Kerjakan berikut ini
1. Jawab pertanyaan tentang tulisan mengenai kalahnya pemerintah oleh swasta ini:
(a) Stasiun televisi milik pemerintah apa yang disebut dalam tulisan?
(b) Rumah sakit swasta apa di Kota Sukabumi yang disebut?
(c) Menurut tulisan, sektor apa yang paling berperan memanjakan masyarakat?
2. Teruskan tulisan tentang kalahnya pemerintah oleh swasta mulai dari kalimat terakhir yang tercantum.

Halaman
=-=-=
Selasa, 08 Maret 2011

KALAHNYA PEMERINTAH OLEH SWASTA

Sekarang ini apa yang tidak dapat dibuat oleh manusia, apa yang tidak dapat disajikan kepada masyarakat? Informasi sudah sangat akurat dengan adanya berbagai media elektronik, media cetak, meledaknya penggunaan handphone, dan terutama sekarang ini adalah media informasi internet yang jangkauannya seluruh dunia. Dengan waktu yang sesingkat mungkin, tinggal klik saja, seluruh pelosok dunia bisa muncul di depan mata. Berbagai macam kebutuhan sehari-hari tersedia dalam jumlah cukup di pasar, baik pasar tradisional maupun pasar modern asalkan uang di kantong cukup untuk membeli semua yang diinginkan. Berbagai macam barang mewah pun sudah banyak dimiliki semua orang, pun kalangan menengah ke bawah apalagi dengan maraknya pembelian sistem kredit saat ini. Begitu pula dengan penawaran jasa, mulai dari jasa penginapan, informasi, jasa pelayanan kesehatan, perbankan, dan lain sebagainya. Semua telah tersedia, semua untuk masyarakat, dan masyarakat pun telah menerima semua hal itu sebagai hal yang lumrah walaupun belum lama ini nimbrung dalam kehidupan mereka.
            Satu hal yang sangat disayangkan adalah bahwa walaupun masyarakat tengah dimanjakan oleh berbagai macam kemudahan dalm kehidupan mereka, tetapi hal itu bukan muncul dari pemerintah sebagai pihak yang berkewajiban mengurusi rakyat. Dalam hal ini, kebanyakan yang berperan dalam memanjakan masyarakat baik dengan teknologi maupun informasi dan lain sebagainya adalah sektor swasta.
            Kita dapat mengambil beberapa contoh yang sering kita temui dalam kehidupan sehari-hari. Apakah anak kita lebih suka menonton televisi swasta dengan semua acaranya yang menarik ataukah lebih suka menonton Televisi Republik Indonesia (TVRI) yang diisi dengan acara-acara yang membosankan? Tentu jawabannya adalah bahwa anak Anda dan termasuk anak saya lebih suka nongkrong di depan program televisi swasta daripada televisi milik pemerintah.  
Contoh yang kedua adalah pelayanan rumah sakit. Jika kita mengambil sample di Sukabumi saja, saya pikir masyarakat akan cenderung memilih Rumah Sakit As-Syifa, sebuah rumah sakit swasta di Kota Sukabumi, yang biayanya perawatannya relatif  lebih mahal daripada rumah sakit milik pemerintah apabila sanak familinya sakit, sekalipun ia adalah pegawai negeri sipil yang mempunyai Askes apabila berobat di rumah sakit milik pemerintah. Hal ini bukan tanpa sebab. Dari banyak perbincangan saya dengan masyarakat, mereka sering berkata bahwa pelayanan di rumah sakit swasta lebih memuaskan dan meyakinkan daripada di rumah sakit milik pemerintah. Apalagi apabila berbicara mengenai kenyamanan dan keterjaminan segala sesuatunya, di rumah sakit swasta nyaris tanpa cacat dalam melayani pasien. Adapun dengan PNS yang mempunyai Askes,  mereka malah segan untuk mengurus administrasi yang berbelit-belit di rumah sakit milik pemerintah. Jangan-jangan sebelum administrasi beres, si pasien KO duluan, bakal jadi gawat urusannya.
=-=-=
Catatan anotasi posisi:
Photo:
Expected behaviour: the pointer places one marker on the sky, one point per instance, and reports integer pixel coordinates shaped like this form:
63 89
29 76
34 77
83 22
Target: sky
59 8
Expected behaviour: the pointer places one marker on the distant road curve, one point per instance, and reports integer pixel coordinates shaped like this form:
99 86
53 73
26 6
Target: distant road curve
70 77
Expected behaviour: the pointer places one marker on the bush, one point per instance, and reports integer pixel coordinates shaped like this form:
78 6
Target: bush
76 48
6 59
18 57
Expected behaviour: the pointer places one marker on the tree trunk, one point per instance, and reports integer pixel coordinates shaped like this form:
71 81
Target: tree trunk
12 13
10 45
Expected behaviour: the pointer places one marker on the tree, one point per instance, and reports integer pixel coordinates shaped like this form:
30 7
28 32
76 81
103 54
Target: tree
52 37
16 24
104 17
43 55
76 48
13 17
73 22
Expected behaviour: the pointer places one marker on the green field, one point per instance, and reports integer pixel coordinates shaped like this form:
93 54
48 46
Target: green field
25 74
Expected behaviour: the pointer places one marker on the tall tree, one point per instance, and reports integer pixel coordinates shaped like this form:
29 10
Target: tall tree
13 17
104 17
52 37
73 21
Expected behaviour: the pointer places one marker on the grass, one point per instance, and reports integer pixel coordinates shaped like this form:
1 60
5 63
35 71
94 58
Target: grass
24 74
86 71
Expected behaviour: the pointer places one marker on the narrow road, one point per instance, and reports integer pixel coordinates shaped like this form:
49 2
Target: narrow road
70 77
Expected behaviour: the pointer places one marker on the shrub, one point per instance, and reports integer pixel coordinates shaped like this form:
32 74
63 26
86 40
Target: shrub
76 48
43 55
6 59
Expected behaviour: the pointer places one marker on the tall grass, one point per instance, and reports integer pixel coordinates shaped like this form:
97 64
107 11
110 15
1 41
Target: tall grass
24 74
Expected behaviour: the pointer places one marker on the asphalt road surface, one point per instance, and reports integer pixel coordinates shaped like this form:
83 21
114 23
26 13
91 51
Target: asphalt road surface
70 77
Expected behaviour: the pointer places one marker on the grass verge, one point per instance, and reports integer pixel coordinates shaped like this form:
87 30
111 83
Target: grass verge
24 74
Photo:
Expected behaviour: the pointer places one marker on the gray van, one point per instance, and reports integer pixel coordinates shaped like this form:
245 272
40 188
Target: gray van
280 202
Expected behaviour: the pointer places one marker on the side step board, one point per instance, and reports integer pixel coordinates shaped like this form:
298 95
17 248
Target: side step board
=-=-=
Jawaban latihan
1.
(a) Televisi Republik Indonesia (TVRI).
(b) Rumah Sakit As-Syifa.
(c) Sektor swasta.

2.
            Kepuasan terhadap pelayanan inilah yang membuat masyarakat kurang tertarik terhadap pelayanan dari pemerintah. Mereka membandingkannya dengan pelayanan dari sektor swasta yang lebih baik. Maka, mengapa tidak, walaupun biaya yang harus dikeluarkan lebih besar, jika mereka mampu membayarnya maka ke pelayanan umum swasta-lah mereka lari.
Tidak bisa tidak, karena swasta adalah pesaing pemerintah dalam menjual jasanya kepada masyarakat maka pemerintah harus berani diperbandingkan dengan sektor swasta. Namum dalam kenyataannya sektor swasta lebih unggul. Jangan heran apabila masyarakat lebih memilih pelayanan yang diberikan pihak swasta biarpun biayanya lebih membengkak. Secara anekdot dapat dikatakan, kalau saja pihak swasta bisa membuatkan KTP (Kartu Tanda Penduduk) sepertinya masyarakat akan memilih membuat KTP di tempat milik sektor swasta.
            Ini harus menjadi perhatian serius dari pemerintah kita jangan sampai pemerintah kalah terus pamornya oleh pihak swasta di mata masyarakat. Pemerintah harus meraih simpati masyarakat untuk ikut serta membangun negeri ini dengan mengutamakan pelayanan dari pemerintah daripada dari pihak swasta. Tetapi ada pe-er yang harus dikerjakan oleh pemerintah untuk meraih simpati masyarakat terhadap produk pemerintah yaitu menata sebaik mungkin seluruh segi pelayanan itu bagaimanapun caranya untuk meraih simpati masyarakat tersebut. Maka di bawah ini ada beberapa solusi untuk mengatasi hal tersebut.
Pemerintah mesti lebih fleksible
Sekarang ini pemerintah harus lebih banyak mengarahkan daripada mengatur. Apabila peran pemerintah dalam melaksanakan sesuatu terlalu besar maka akan cenderung pekerjaan tidak dapat terselesaikan dengan baik. Pekerjaan hanya akan diselesaikan dengan asal-asalan, asal jadi, dan asal tersampaikan kepada masyarakat sehingga tingkat kepuasan masyarakat terhadap pelayanan dari pemerintah sangat rendah.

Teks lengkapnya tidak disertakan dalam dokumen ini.